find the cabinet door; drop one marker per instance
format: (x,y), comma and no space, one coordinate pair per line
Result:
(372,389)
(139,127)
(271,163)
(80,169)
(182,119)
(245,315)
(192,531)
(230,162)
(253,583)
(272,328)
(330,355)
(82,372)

__________

■ **Aim of the exercise**: Transcribe the data in full, keeping every character.

■ **Answer section**:
find the cabinet door; drop one marker per instance
format: (x,y), comma and no space, one coordinate pair per line
Result:
(372,389)
(139,127)
(271,163)
(80,169)
(182,119)
(245,315)
(192,531)
(230,162)
(253,583)
(272,328)
(330,355)
(82,372)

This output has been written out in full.